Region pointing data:
• • • •
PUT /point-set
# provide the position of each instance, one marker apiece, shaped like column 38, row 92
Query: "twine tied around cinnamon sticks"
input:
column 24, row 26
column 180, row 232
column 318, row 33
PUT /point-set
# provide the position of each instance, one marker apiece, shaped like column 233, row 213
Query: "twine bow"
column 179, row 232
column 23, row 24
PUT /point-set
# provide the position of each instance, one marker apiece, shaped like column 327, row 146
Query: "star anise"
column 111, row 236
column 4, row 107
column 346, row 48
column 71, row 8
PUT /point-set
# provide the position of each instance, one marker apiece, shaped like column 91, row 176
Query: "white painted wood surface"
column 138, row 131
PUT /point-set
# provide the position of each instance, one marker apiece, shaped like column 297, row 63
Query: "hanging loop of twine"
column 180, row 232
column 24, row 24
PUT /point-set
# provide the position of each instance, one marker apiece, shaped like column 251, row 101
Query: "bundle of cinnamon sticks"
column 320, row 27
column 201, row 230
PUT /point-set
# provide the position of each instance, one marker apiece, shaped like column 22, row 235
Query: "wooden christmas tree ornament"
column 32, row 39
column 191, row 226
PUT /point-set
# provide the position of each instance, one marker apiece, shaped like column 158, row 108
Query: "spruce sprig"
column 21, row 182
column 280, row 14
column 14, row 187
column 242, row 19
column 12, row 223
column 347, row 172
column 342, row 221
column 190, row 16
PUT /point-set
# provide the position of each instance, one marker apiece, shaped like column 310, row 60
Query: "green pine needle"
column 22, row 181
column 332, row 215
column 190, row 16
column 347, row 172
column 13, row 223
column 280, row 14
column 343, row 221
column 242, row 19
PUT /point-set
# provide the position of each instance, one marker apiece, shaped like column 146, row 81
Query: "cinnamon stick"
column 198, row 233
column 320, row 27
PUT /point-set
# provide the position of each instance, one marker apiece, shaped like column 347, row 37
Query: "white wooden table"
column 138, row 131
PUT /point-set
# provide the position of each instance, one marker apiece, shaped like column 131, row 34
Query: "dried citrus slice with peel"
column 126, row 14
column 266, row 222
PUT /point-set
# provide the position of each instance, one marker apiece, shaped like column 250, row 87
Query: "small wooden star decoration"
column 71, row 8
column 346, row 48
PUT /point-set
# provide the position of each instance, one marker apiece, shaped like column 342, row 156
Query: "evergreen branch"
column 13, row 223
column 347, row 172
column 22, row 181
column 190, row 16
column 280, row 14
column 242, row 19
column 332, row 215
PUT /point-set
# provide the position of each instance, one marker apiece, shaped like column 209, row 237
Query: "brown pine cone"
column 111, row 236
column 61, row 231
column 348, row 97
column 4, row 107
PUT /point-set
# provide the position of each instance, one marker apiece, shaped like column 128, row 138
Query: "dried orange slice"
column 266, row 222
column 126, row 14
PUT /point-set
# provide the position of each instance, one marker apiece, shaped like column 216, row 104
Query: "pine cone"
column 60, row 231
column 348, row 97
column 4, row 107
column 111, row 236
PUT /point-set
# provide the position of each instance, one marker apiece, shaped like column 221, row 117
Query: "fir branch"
• • • •
The entries above hold the needed span. Transcribe exactly the lines from the one with "131, row 34" to the one with "209, row 237", both included.

WRITTEN RESPONSE:
# provide the position of each instance, one marker apiece, shaped like column 131, row 34
Query: "dried citrus slice with peel"
column 126, row 14
column 266, row 222
PUT /point-set
# provide the position of each instance, one marker apiece, shaped like column 250, row 87
Query: "small wooden star decoration"
column 71, row 8
column 346, row 48
PUT /point-set
# provide the position of each instance, one marker apiece, shaped like column 342, row 156
Query: "evergreen branch"
column 13, row 223
column 347, row 172
column 22, row 181
column 190, row 16
column 280, row 14
column 242, row 19
column 332, row 215
PUT /point-set
# provide the position of each instance, one marker apiece, shaped like column 209, row 237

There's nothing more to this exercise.